= What is expected =
Exact copies of the lines from the one with "of the sheer" through the last line of the entries, and no pictures, make up the answer.

***

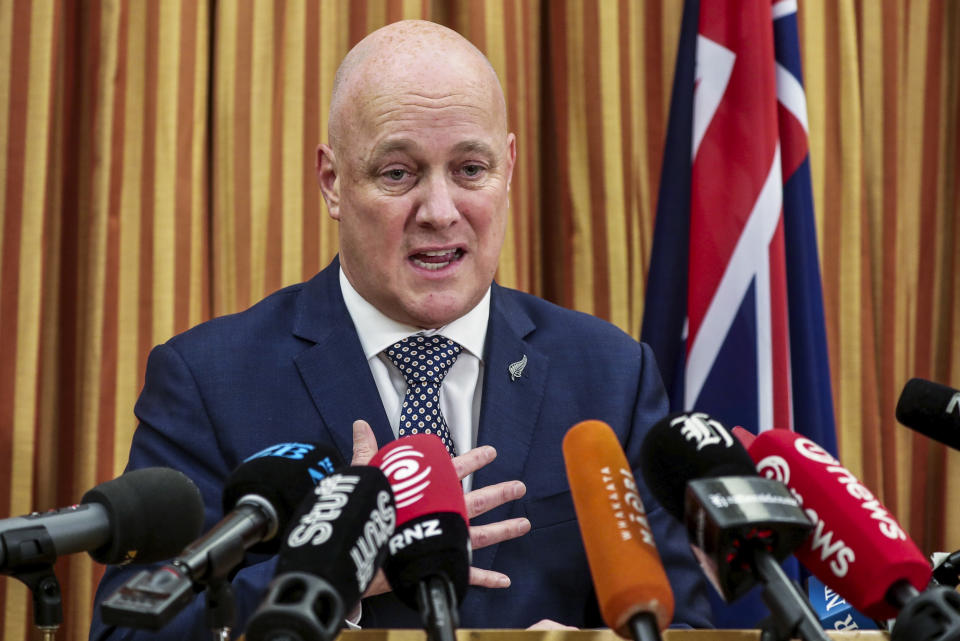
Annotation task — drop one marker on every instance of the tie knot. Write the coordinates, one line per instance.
(423, 358)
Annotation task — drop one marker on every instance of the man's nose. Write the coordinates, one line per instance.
(438, 208)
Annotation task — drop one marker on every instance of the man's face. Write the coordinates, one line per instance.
(419, 187)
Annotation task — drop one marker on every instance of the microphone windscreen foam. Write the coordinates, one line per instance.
(857, 547)
(283, 474)
(931, 409)
(339, 531)
(627, 572)
(154, 513)
(432, 536)
(686, 446)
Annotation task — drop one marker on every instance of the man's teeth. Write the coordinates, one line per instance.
(431, 266)
(451, 255)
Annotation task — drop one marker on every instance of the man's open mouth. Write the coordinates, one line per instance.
(435, 260)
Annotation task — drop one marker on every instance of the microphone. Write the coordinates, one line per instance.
(334, 545)
(931, 409)
(857, 547)
(142, 516)
(632, 587)
(428, 560)
(260, 497)
(833, 610)
(742, 526)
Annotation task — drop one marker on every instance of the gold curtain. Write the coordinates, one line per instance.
(156, 170)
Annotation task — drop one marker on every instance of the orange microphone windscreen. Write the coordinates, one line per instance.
(627, 572)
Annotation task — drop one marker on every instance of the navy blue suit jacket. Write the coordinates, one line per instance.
(291, 368)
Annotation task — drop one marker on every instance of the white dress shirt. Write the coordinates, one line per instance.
(461, 389)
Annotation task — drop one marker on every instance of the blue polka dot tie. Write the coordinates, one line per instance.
(424, 362)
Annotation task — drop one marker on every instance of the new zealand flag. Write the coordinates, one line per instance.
(734, 306)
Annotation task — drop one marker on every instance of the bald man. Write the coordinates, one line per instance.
(417, 173)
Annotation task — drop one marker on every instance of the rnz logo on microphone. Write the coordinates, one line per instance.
(625, 503)
(407, 477)
(316, 526)
(418, 532)
(376, 531)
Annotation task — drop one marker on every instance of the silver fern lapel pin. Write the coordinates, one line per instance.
(516, 369)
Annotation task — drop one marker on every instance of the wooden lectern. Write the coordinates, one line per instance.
(588, 635)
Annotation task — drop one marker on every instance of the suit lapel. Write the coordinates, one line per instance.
(511, 405)
(334, 370)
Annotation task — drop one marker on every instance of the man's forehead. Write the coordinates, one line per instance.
(415, 60)
(413, 146)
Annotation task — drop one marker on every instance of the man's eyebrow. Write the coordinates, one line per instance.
(475, 147)
(390, 146)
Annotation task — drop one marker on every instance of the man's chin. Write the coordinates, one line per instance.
(437, 310)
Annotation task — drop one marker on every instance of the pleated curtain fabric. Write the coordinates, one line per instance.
(156, 169)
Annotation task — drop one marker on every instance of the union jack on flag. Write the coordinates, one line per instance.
(734, 307)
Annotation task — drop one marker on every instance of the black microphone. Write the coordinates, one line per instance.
(428, 562)
(742, 525)
(931, 409)
(333, 547)
(143, 516)
(259, 499)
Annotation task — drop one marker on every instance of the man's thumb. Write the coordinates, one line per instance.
(364, 443)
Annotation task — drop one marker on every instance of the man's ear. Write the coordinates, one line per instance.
(329, 179)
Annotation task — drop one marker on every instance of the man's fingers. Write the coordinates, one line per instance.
(488, 579)
(486, 498)
(364, 443)
(484, 535)
(472, 460)
(378, 585)
(549, 624)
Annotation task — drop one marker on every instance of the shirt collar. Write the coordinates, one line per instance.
(377, 331)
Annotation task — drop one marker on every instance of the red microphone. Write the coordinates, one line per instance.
(857, 547)
(428, 559)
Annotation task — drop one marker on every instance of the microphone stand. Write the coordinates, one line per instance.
(643, 627)
(30, 558)
(221, 608)
(931, 615)
(437, 602)
(790, 613)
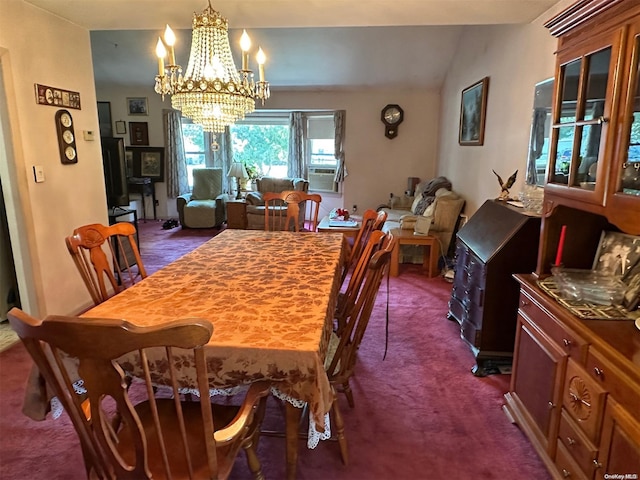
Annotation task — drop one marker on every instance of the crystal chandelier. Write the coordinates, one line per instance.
(212, 92)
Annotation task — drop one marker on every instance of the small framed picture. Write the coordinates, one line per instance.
(147, 162)
(139, 133)
(137, 106)
(121, 127)
(473, 110)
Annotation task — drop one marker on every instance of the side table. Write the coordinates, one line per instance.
(349, 232)
(407, 237)
(237, 214)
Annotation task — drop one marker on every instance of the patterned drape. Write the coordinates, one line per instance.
(223, 157)
(341, 171)
(176, 163)
(296, 165)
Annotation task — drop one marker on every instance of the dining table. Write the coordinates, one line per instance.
(271, 297)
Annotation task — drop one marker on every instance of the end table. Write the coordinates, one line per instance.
(237, 214)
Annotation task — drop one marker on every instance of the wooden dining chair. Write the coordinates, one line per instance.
(109, 252)
(130, 433)
(371, 221)
(291, 210)
(347, 299)
(342, 352)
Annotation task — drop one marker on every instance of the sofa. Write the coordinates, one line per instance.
(255, 200)
(206, 205)
(437, 204)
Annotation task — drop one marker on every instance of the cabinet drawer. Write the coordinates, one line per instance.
(583, 399)
(567, 466)
(457, 310)
(569, 342)
(620, 386)
(577, 444)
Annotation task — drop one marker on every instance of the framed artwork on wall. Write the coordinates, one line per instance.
(137, 106)
(121, 127)
(139, 133)
(147, 162)
(473, 110)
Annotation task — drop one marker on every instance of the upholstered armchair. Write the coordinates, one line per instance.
(205, 206)
(437, 203)
(255, 200)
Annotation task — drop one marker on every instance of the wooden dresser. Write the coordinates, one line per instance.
(575, 388)
(498, 241)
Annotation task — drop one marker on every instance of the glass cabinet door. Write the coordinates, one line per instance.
(630, 174)
(579, 120)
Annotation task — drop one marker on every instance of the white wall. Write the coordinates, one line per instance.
(36, 47)
(515, 57)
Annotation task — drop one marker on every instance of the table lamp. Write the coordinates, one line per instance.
(238, 171)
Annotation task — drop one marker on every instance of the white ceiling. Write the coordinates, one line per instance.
(309, 43)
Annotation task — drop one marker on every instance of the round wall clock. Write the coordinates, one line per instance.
(66, 137)
(392, 116)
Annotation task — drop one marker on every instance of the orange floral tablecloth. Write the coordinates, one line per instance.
(271, 298)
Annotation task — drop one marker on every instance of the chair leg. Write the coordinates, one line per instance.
(346, 389)
(339, 427)
(250, 445)
(252, 458)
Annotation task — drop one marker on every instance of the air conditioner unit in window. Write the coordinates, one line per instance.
(321, 179)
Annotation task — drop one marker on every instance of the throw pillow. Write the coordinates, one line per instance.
(254, 198)
(415, 203)
(423, 203)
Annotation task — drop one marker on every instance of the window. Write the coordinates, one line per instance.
(195, 147)
(321, 140)
(261, 142)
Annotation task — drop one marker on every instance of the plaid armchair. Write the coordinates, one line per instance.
(206, 205)
(255, 201)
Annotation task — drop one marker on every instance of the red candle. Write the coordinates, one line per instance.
(561, 245)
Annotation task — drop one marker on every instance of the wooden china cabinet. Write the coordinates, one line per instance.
(575, 388)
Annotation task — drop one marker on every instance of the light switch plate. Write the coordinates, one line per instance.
(38, 173)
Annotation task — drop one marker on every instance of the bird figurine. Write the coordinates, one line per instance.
(505, 186)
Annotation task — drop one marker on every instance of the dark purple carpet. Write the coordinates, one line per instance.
(419, 414)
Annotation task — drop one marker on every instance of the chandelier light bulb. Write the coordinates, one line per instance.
(161, 52)
(261, 58)
(211, 91)
(170, 40)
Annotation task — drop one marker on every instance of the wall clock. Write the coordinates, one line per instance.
(391, 116)
(66, 137)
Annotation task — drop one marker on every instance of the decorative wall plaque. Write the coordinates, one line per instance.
(56, 97)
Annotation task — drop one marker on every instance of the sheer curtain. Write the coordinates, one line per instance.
(341, 171)
(223, 157)
(296, 167)
(176, 163)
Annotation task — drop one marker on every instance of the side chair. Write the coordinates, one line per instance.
(343, 349)
(129, 433)
(371, 221)
(109, 252)
(347, 299)
(290, 210)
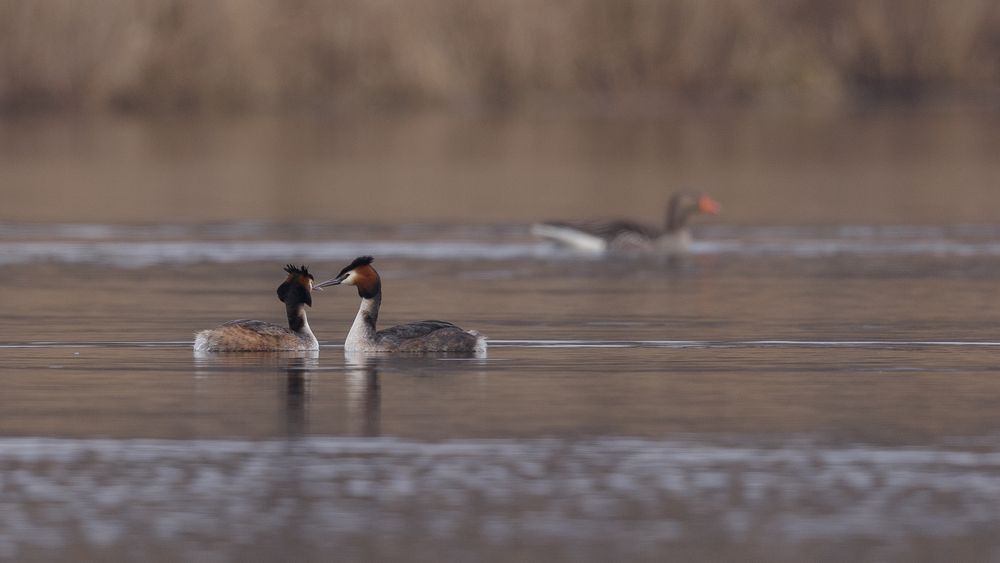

***

= Response =
Annotation task — drop one marker on every instance of the sheer curtain. Write the coordinates, one line per instance.
(341, 171)
(223, 157)
(296, 167)
(176, 163)
Annotation task — drop one marker on every instance of the side chair. Write the coordinates, one line per instance.
(343, 349)
(129, 433)
(371, 221)
(109, 252)
(347, 299)
(290, 210)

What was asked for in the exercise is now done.